begin Page excerpt

The percentage of job seekers relocating for new positions rose to its highest level in five years, as ongoing improvements in the employment and housing markets made moving for employment a more palatable option for those in transition. An average of 15% of job-seeking managers and executives moved for new positions over the last two quarters of 2014, according to a report from global outplacement consultancy Challenger, Gray & Christmas, Inc., Chicago, Ill. That was up from an average of 11.4% in the first two quarters of the year. In 2013, the relocation rate among job seekers averaged 13%.
The latest relocation rate is the highest it has been since the first half of 2009, when an average of 16.3% of job seekers moved in the immediate wake of the Great Recession. "Relocation activity plunged after the first half of 2009 as home values continued to decline, which made it virtually impossible to sell an existing home without taking a significant loss. The housing market is still recovering in most regions, but the progress made clearly is encouraging more job seekers to expand their searchers geographically," says CEO John A. Challenger.

end Page excerpt
begin Information shown

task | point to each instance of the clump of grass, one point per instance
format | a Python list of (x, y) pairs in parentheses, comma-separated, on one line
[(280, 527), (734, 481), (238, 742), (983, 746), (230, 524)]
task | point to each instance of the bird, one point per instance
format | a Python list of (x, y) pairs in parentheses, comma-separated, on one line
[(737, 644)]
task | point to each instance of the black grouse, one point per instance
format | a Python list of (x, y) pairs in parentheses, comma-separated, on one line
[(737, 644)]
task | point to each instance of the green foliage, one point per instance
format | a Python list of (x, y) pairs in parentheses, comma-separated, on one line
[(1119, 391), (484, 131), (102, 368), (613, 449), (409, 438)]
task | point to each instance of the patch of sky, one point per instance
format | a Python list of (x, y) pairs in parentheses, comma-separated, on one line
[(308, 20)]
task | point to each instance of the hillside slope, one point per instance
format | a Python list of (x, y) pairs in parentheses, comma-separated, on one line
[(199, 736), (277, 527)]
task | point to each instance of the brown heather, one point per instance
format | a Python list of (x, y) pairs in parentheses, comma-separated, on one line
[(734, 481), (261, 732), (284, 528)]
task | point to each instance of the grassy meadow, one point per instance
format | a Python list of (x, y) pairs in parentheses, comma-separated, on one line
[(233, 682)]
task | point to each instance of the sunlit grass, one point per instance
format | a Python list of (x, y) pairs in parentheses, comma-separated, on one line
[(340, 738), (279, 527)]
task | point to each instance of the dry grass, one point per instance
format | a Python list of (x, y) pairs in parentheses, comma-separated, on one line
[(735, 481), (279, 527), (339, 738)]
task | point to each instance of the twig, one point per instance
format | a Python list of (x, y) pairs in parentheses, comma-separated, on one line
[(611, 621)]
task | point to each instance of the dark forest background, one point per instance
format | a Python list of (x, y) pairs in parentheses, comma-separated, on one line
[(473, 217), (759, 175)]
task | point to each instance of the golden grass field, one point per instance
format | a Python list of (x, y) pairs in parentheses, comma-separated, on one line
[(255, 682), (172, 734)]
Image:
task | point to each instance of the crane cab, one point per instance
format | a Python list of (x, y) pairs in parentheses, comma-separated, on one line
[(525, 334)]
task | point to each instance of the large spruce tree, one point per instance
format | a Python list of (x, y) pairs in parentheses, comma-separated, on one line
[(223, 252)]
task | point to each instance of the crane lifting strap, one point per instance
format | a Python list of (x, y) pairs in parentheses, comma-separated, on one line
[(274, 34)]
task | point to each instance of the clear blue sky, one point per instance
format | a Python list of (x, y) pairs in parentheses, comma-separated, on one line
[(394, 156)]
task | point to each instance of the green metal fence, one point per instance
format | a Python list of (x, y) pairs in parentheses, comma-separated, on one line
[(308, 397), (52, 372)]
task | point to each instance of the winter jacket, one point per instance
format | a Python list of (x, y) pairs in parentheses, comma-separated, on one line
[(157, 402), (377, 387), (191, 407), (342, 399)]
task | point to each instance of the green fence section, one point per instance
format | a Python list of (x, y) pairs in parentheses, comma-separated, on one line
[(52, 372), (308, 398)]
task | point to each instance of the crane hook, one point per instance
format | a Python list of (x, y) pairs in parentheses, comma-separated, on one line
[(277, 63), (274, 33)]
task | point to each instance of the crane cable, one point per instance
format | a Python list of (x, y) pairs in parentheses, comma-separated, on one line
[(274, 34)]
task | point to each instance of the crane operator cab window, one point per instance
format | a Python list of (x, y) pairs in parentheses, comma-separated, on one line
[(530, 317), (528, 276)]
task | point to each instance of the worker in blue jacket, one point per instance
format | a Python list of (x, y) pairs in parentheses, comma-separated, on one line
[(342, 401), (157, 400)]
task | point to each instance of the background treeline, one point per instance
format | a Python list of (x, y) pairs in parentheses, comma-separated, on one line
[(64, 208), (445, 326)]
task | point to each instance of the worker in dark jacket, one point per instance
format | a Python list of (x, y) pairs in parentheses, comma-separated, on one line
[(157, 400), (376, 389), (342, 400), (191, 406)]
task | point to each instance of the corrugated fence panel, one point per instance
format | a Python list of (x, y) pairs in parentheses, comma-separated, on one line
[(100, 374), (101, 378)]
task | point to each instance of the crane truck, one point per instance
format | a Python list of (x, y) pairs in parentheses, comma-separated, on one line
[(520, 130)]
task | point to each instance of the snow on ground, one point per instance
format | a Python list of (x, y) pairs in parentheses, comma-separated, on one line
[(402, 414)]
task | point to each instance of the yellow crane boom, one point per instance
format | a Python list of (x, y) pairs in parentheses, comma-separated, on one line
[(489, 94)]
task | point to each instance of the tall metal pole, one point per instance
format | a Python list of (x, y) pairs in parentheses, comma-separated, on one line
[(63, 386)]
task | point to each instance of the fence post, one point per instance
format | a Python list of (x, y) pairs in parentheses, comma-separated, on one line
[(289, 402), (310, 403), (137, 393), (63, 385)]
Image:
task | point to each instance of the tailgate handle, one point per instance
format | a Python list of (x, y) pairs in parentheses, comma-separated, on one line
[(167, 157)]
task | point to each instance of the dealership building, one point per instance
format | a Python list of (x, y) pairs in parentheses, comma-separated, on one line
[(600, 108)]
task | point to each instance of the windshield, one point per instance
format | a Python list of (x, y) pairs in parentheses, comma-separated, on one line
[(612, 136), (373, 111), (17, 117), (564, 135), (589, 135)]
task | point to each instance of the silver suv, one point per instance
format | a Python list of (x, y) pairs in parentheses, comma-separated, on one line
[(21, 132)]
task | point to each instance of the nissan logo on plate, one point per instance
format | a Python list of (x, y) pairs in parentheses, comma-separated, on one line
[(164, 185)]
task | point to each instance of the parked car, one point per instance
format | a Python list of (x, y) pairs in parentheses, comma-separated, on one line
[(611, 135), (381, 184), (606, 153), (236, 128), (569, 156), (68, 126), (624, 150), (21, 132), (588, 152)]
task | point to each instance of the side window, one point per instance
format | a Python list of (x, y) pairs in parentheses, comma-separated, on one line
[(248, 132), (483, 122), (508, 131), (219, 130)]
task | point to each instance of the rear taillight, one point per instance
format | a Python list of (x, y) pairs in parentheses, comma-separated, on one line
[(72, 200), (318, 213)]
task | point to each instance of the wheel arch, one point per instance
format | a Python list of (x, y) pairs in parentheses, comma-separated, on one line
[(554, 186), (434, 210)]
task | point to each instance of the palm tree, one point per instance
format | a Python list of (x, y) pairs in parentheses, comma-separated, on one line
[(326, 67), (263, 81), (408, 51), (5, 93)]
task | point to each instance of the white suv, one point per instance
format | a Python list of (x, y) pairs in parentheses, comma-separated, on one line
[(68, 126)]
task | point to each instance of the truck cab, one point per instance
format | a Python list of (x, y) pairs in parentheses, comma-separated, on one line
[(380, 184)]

end Information shown

Continue the piece on job seekers relocating for work, starting after its last sentence.

■ **The result**
"Relocation is rarely the most desirable option for job seekers. There is a lot of cost and risk involved. The collapse in the housing market, which was a primary factor behind the recession, made relocation even more unattractive, as many job seekers were stuck in homes with market values well below what was owed on the mortgage. Starting in 2013, we saw a rebound in home buying and home prices. That trend continued in 2014, leading to the upturn in relocation among job seekers."
A report from the National Association of Realtors indicates that a majority of metropolitan areas experienced steady year-over-year gains in home prices in the fourth quarter of 2014. The Association attributed slightly stronger price growth to a decline in housing supply and an uptick...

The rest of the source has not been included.